=== ACTION ITEM ===
Copy all entries exactly, and wherever an entry holds a picture, leave that picture out.

### GIVEN DATA

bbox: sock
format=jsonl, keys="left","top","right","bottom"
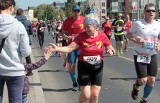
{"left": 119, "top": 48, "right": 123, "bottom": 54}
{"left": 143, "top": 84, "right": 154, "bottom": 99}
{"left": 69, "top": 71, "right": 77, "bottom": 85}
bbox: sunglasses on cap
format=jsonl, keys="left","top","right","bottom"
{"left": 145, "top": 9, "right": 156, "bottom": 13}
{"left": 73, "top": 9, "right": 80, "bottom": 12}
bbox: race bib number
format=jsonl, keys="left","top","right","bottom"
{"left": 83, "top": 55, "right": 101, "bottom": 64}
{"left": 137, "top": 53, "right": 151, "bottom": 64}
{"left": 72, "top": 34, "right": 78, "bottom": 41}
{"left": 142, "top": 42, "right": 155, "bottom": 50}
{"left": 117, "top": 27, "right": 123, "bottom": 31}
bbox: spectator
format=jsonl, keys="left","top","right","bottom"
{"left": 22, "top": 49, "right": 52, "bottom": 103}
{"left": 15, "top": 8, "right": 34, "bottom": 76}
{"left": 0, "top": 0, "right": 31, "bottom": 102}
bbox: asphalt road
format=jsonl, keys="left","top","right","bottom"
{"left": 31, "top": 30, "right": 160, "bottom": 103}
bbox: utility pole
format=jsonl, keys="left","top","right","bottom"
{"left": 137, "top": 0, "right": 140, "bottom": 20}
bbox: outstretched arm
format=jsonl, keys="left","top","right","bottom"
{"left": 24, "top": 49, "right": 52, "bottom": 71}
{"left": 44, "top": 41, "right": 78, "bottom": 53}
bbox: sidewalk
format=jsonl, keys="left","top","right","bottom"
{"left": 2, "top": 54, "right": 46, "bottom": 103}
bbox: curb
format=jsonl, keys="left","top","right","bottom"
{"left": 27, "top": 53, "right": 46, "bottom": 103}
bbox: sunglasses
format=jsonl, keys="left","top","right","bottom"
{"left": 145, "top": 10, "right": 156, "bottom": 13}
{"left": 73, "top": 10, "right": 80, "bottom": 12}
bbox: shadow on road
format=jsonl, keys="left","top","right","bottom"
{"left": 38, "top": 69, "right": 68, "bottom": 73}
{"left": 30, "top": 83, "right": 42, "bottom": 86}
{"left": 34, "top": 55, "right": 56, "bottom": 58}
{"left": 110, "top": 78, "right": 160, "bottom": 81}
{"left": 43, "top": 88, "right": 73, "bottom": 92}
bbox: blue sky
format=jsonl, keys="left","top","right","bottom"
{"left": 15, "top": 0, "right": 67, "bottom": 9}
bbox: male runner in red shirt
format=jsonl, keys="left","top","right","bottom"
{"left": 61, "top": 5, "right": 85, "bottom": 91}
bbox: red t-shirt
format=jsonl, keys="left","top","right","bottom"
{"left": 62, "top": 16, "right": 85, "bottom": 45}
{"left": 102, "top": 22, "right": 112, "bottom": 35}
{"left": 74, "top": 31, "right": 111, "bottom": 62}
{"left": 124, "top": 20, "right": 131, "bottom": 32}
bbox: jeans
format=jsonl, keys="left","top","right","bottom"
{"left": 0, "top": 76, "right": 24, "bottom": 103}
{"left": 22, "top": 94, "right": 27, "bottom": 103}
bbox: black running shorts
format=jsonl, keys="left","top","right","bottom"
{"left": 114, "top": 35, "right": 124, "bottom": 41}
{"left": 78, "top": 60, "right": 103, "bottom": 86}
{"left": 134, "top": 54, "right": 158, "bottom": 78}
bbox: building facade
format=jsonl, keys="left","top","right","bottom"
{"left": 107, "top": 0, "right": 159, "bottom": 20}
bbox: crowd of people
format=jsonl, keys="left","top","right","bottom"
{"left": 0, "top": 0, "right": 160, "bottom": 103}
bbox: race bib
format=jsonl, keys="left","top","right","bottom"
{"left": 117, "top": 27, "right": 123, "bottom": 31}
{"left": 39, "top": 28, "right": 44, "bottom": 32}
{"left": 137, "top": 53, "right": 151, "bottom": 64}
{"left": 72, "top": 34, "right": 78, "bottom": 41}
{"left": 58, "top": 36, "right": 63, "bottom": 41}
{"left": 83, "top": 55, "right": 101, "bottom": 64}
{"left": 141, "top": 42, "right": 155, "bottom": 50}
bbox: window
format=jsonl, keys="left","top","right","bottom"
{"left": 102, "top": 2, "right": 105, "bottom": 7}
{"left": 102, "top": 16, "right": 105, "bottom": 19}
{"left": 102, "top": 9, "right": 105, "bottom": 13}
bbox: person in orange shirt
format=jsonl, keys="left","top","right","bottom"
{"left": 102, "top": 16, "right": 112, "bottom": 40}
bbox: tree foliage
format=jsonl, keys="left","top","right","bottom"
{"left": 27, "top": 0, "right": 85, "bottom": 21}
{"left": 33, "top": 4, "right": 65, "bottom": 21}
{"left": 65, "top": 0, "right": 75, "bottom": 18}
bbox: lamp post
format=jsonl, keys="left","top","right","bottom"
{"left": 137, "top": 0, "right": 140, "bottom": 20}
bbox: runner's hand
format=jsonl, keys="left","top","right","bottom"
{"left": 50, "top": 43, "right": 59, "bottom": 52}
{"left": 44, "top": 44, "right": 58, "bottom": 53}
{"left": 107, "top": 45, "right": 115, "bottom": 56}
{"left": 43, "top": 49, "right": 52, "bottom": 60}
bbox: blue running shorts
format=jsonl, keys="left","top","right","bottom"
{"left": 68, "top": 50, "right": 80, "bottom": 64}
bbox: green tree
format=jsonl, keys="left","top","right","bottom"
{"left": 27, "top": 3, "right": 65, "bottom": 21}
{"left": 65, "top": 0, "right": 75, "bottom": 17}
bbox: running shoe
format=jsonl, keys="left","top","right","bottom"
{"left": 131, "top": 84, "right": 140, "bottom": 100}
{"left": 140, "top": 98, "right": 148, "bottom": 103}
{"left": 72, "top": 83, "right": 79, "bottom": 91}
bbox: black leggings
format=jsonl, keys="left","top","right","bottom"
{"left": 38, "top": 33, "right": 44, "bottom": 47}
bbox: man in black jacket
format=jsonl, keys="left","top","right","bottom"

######

=== ANSWER FOR THE TASK ===
bbox: sock
format=jsonl, keys="left","top","right","bottom"
{"left": 119, "top": 48, "right": 123, "bottom": 54}
{"left": 143, "top": 84, "right": 154, "bottom": 99}
{"left": 69, "top": 71, "right": 77, "bottom": 85}
bbox: sunglasses on cap
format=jsonl, keys="left","top","right","bottom"
{"left": 145, "top": 9, "right": 156, "bottom": 13}
{"left": 73, "top": 9, "right": 80, "bottom": 12}
bbox: race bib number
format=jsonl, keys="left","top","right","bottom"
{"left": 83, "top": 55, "right": 101, "bottom": 64}
{"left": 137, "top": 53, "right": 151, "bottom": 64}
{"left": 72, "top": 34, "right": 78, "bottom": 41}
{"left": 142, "top": 42, "right": 155, "bottom": 50}
{"left": 117, "top": 27, "right": 123, "bottom": 31}
bbox: spectator
format=jsonl, keys="left","top","right","bottom"
{"left": 22, "top": 49, "right": 52, "bottom": 103}
{"left": 15, "top": 8, "right": 34, "bottom": 76}
{"left": 0, "top": 0, "right": 31, "bottom": 102}
bbox: asphalt road
format=jsonl, keys="left","top","right","bottom"
{"left": 31, "top": 30, "right": 160, "bottom": 103}
bbox: utility pole
format=jsonl, keys="left","top","right","bottom"
{"left": 137, "top": 0, "right": 140, "bottom": 20}
bbox: outstretched arm
format=jsonl, keys="left","top","right","bottom"
{"left": 24, "top": 49, "right": 52, "bottom": 71}
{"left": 44, "top": 41, "right": 78, "bottom": 53}
bbox: sidewalk
format=jsonl, keys="left","top","right","bottom"
{"left": 2, "top": 54, "right": 46, "bottom": 103}
bbox: curb
format=jsonl, keys="left","top","right","bottom"
{"left": 27, "top": 53, "right": 46, "bottom": 103}
bbox: sunglasses
format=jsonl, keys="left","top","right","bottom"
{"left": 145, "top": 10, "right": 156, "bottom": 13}
{"left": 73, "top": 10, "right": 80, "bottom": 12}
bbox: shadow on road
format=jsonl, keys="left","top","right","bottom"
{"left": 38, "top": 69, "right": 68, "bottom": 73}
{"left": 30, "top": 83, "right": 42, "bottom": 86}
{"left": 34, "top": 55, "right": 56, "bottom": 58}
{"left": 110, "top": 78, "right": 160, "bottom": 81}
{"left": 43, "top": 88, "right": 73, "bottom": 92}
bbox: blue sky
format=jsonl, keys="left","top","right","bottom"
{"left": 15, "top": 0, "right": 67, "bottom": 9}
bbox: male runner in red shirt
format=jsonl, keys="left","top","right","bottom"
{"left": 61, "top": 5, "right": 85, "bottom": 91}
bbox: red t-shirt
format=jsonl, keys="left","top","right","bottom"
{"left": 62, "top": 16, "right": 85, "bottom": 45}
{"left": 102, "top": 22, "right": 112, "bottom": 35}
{"left": 74, "top": 31, "right": 111, "bottom": 62}
{"left": 124, "top": 20, "right": 131, "bottom": 32}
bbox: jeans
format=jsonl, keys="left","top","right","bottom"
{"left": 0, "top": 76, "right": 24, "bottom": 103}
{"left": 22, "top": 94, "right": 27, "bottom": 103}
bbox: black running shorts
format=jsonl, keys="left","top","right","bottom"
{"left": 114, "top": 35, "right": 124, "bottom": 41}
{"left": 78, "top": 60, "right": 103, "bottom": 86}
{"left": 134, "top": 54, "right": 158, "bottom": 78}
bbox: building facade
format=jsonl, keys="left","top","right","bottom"
{"left": 107, "top": 0, "right": 159, "bottom": 20}
bbox: crowd of people
format=jsonl, keys="left","top","right","bottom"
{"left": 0, "top": 0, "right": 160, "bottom": 103}
bbox: race bib
format=jsonl, keys="left","top","right","bottom"
{"left": 117, "top": 27, "right": 123, "bottom": 31}
{"left": 39, "top": 28, "right": 44, "bottom": 32}
{"left": 137, "top": 53, "right": 151, "bottom": 64}
{"left": 72, "top": 34, "right": 78, "bottom": 41}
{"left": 58, "top": 36, "right": 63, "bottom": 41}
{"left": 83, "top": 55, "right": 101, "bottom": 64}
{"left": 141, "top": 42, "right": 155, "bottom": 50}
bbox: window
format=jsonl, keys="left","top","right","bottom"
{"left": 102, "top": 2, "right": 105, "bottom": 7}
{"left": 102, "top": 16, "right": 105, "bottom": 19}
{"left": 102, "top": 9, "right": 105, "bottom": 13}
bbox: person in orange shirt
format=jsonl, keys="left","top","right","bottom"
{"left": 102, "top": 16, "right": 112, "bottom": 40}
bbox: tree foliage
format=jsonl, keys="left","top","right","bottom"
{"left": 27, "top": 0, "right": 85, "bottom": 21}
{"left": 33, "top": 4, "right": 65, "bottom": 21}
{"left": 65, "top": 0, "right": 75, "bottom": 18}
bbox: lamp post
format=jsonl, keys="left","top","right","bottom"
{"left": 137, "top": 0, "right": 140, "bottom": 20}
bbox: runner's hand
format=jsonl, keys="left","top","right","bottom"
{"left": 50, "top": 43, "right": 59, "bottom": 52}
{"left": 44, "top": 44, "right": 58, "bottom": 53}
{"left": 107, "top": 45, "right": 115, "bottom": 56}
{"left": 43, "top": 49, "right": 52, "bottom": 60}
bbox: blue running shorts
format=jsonl, keys="left","top","right","bottom"
{"left": 68, "top": 50, "right": 80, "bottom": 64}
bbox: green tree
format=jsonl, keys="left","top","right","bottom"
{"left": 27, "top": 3, "right": 65, "bottom": 21}
{"left": 65, "top": 0, "right": 75, "bottom": 17}
bbox: running shoe
format=jsonl, keys="left","top","right","bottom"
{"left": 131, "top": 84, "right": 140, "bottom": 100}
{"left": 140, "top": 98, "right": 148, "bottom": 103}
{"left": 72, "top": 83, "right": 79, "bottom": 91}
bbox: black leggings
format=jsonl, keys="left","top","right","bottom"
{"left": 38, "top": 33, "right": 44, "bottom": 47}
bbox: man in black jacket
format=jsonl, keys="left","top","right","bottom"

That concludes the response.